== Exercise requirements ==
Pull out every line in the items below that contains the string "wing", treating uppercase and lowercase as different.

== Material supplied ==
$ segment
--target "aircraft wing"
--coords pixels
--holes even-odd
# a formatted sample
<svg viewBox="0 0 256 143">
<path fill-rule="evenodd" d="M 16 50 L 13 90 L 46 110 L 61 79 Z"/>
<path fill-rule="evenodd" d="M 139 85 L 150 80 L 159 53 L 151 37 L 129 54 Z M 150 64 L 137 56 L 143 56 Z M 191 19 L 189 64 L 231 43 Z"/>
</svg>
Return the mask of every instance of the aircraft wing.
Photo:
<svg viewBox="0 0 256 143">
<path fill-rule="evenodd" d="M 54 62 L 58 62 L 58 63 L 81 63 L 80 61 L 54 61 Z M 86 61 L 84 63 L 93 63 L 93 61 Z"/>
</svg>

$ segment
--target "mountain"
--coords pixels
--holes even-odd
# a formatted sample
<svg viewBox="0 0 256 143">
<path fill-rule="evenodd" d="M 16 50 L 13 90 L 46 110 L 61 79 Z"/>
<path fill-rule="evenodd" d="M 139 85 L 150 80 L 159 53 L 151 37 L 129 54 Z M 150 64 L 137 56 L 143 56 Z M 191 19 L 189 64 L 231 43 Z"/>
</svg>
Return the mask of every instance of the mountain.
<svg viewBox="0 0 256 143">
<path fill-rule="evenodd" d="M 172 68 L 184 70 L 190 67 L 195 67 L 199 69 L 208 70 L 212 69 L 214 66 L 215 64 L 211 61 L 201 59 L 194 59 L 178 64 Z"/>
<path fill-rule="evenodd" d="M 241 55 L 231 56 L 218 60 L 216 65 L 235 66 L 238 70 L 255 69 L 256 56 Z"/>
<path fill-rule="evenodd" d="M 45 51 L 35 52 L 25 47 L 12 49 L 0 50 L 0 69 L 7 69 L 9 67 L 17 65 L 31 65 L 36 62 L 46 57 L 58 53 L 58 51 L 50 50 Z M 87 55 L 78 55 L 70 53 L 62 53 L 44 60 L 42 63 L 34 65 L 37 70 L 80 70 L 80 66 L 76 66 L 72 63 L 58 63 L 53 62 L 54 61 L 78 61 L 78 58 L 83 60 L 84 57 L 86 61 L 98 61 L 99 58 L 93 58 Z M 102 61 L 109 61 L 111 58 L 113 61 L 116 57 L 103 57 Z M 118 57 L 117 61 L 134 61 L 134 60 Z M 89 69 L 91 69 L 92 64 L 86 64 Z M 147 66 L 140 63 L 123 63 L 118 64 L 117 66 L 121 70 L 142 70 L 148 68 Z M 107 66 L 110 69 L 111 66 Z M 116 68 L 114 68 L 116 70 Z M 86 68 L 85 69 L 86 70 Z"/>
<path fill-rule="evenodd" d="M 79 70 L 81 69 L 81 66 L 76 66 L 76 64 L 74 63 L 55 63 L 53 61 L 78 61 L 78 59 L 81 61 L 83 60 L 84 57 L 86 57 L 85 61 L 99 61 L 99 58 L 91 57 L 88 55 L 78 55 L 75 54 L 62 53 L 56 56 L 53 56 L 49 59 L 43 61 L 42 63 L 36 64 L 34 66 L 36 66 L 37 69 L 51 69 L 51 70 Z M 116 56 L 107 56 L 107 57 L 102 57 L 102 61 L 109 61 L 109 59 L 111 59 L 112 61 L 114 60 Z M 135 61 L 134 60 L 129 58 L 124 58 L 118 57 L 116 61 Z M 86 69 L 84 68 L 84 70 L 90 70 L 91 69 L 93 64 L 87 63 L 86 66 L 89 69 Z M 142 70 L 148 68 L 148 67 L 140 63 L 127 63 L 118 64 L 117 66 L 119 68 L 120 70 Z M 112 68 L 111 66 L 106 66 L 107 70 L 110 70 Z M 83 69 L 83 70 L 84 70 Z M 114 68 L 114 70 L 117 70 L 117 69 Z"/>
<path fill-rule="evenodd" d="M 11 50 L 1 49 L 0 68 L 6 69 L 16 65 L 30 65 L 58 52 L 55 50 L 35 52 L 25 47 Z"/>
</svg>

== Answer for this exercise ==
--target "aircraft wing"
Return the mask of every instance of the aircraft wing.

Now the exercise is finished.